TEXT SECTION:
=== Begin Enclosure ===

The I Cities Summit of the Americas, held in Denver in April 2023, set a new milestone in our advocacy for localizing the housing agenda with a caring approach for all. The occasion was the opportunity to open a regional dialogue in the field for the first time, thanks to the session "Cities for Adequate Housing: Joining Forces Towards Local Housing Systems that Care for All."
United Cities and Local Governments (UCLG), the Latin American Federation of Cities, Municipalities, and Associations (FLACMA), and our Committee on Social Inclusion, Participatory Democracy, and Human Rights (CISDPDH) led the session. It was also chaired by Leilani Farha, Global Director of The Shift and former UN Rapporteur for Adequate Housing, and Carolina Cosse, Mayor of Montevideo and President of UCLG. In addition, mayors from the region participated, including Victoria Woodards, President of the National Leagues of Cities and Mayor of Tacoma; Mitch Roth, Mayor of Hawaii; Berry Vrbanovic, Mayor of Kitchener; and Charlie Clark, Mayor of Saskatoon.
Everyone has the right to a standard of living adequate for the health and well-being of themselves and of their family, including food, clothing, housing and medical care, and necessary social services. - Article 25 of the Universal Declaration of Human Rights.

=== End Enclosure ===

REQUIRED ACTION 1: Name every mayor mentioned in the text about the Denver summit session on adequate housing, along with the place each one is mayor of.
REQUIRED ACTION 2: Write the next part of the text about the Denver summit session on adequate housing, starting right after its final sentence.

INFORMATION GIVEN:
=== Begin Enclosure ===

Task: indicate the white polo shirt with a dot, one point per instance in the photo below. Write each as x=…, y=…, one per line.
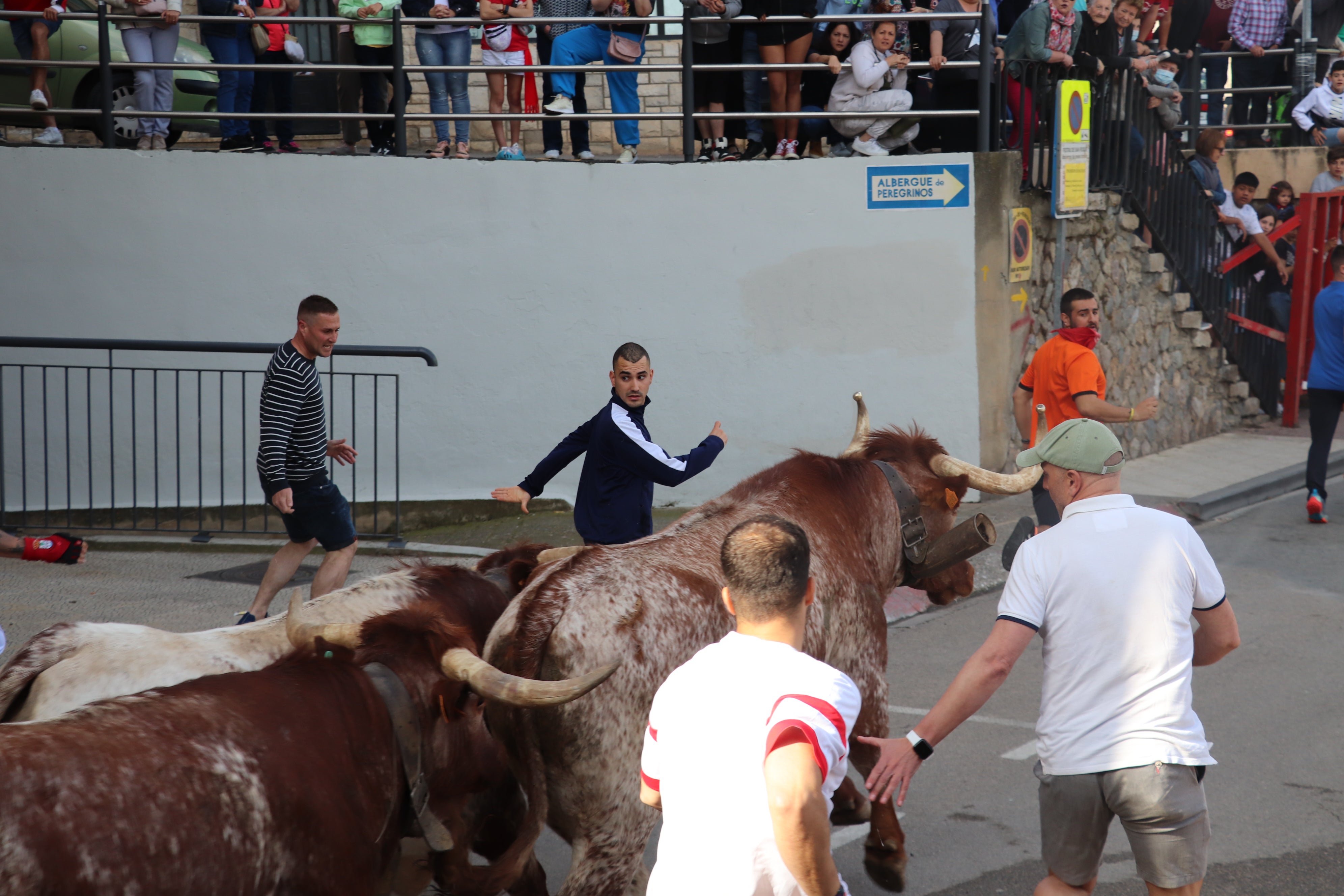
x=711, y=726
x=1111, y=592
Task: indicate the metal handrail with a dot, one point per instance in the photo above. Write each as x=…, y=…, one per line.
x=193, y=346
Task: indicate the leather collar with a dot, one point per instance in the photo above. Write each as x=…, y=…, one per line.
x=407, y=729
x=913, y=535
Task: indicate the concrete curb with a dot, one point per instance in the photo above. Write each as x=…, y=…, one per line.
x=1261, y=488
x=225, y=543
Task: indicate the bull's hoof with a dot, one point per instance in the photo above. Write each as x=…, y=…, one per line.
x=886, y=867
x=851, y=811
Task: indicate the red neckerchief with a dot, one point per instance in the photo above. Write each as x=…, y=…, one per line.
x=1085, y=336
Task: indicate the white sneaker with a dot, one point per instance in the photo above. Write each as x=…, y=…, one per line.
x=869, y=148
x=562, y=105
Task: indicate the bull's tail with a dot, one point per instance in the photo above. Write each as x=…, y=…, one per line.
x=42, y=652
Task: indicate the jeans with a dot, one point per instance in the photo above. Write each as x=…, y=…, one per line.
x=753, y=84
x=279, y=85
x=1249, y=72
x=374, y=84
x=818, y=128
x=451, y=49
x=234, y=86
x=154, y=86
x=1324, y=418
x=589, y=45
x=552, y=135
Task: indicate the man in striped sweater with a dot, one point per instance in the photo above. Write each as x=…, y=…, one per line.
x=292, y=460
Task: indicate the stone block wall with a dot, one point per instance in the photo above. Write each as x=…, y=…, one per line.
x=1150, y=334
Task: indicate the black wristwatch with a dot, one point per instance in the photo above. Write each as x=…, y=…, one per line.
x=923, y=747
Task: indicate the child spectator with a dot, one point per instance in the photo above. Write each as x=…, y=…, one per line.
x=1283, y=201
x=870, y=85
x=1333, y=178
x=506, y=45
x=1209, y=149
x=833, y=49
x=1165, y=94
x=1322, y=112
x=711, y=88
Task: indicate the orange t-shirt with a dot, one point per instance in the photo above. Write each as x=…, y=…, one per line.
x=1061, y=371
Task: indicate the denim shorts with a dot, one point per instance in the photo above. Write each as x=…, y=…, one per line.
x=22, y=31
x=320, y=512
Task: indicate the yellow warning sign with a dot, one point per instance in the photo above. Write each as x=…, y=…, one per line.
x=1019, y=246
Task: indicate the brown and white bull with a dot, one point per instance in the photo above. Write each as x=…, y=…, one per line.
x=655, y=602
x=295, y=780
x=73, y=664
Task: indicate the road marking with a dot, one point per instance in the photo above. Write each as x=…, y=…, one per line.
x=850, y=833
x=1026, y=751
x=988, y=721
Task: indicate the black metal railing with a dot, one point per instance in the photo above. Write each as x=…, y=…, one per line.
x=1132, y=153
x=172, y=449
x=105, y=119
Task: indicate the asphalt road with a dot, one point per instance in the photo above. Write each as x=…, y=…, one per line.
x=1272, y=711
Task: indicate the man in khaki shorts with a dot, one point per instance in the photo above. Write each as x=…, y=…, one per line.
x=1112, y=590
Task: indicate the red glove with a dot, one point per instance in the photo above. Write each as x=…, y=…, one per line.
x=61, y=547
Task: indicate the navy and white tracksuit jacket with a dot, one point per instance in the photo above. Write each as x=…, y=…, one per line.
x=615, y=503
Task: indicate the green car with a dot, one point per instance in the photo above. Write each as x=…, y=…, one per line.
x=77, y=41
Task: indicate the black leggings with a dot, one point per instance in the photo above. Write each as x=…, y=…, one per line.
x=1324, y=417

=== End Enclosure ===

ANSWER SECTION 1:
Carolina Cosse, Mayor of Montevideo
Victoria Woodards, Mayor of Tacoma
Mitch Roth, Mayor of Hawaii
Berry Vrbanovic, Mayor of Kitchener
Charlie Clark, Mayor of Saskatoon

ANSWER SECTION 2:
This year marks the 75th anniversary of the Universal Declaration of Human Rights, so it is worth remembering that "housing is a human right that all forms of government must support," as UCLG Secretary General Emilia Saiz pointed out.
Despite being a human right, "housing has become a major economic driver, but also an inequality driver in our cities. We are witnessing how financial actors are invading this sector," said Leilani Farha. The financing of what should be a human right lies behind the housing crisis and emergency, unfortunately, suffered by billions of people worldwide.
Currently, 1.6 billion people inhabit inadequate housing (UN, 2017), almost one-seventh of the world's population. One in eight people reside in informal settlements (UN, 2021) and some 150 million people live in conditions of homelessness, without access to water or sanitation services, according to The Shift. Given this situation, Charlie Clark, Mayor of Saskatoon (Canada), posed the following question: How do we get people to think about the housing emergency with the same urgency as the climate emergency?
In the face of this neoliberal housing model, it is necessary to foster "a new social pact based on care and feminism, which promotes fairer, more supportive and egalitarian societies," as UCLG President Carolina Cosse stressed. She recalled that in UCLG, we are guided by the conviction to build housing systems capable of caring for all the people who live in our cities.
We have joined this struggle from the Committee, where "we work to advance the right to adequate housing, not only as an international law but also as a tool to create better policies," explained our coordinator Amanda Fléty.
Localizing the housing agenda for a model that cares for all people is urgent, especially because "what cities can bring to the international debate are not only local realities but also local innovations," as defined by our coordinator.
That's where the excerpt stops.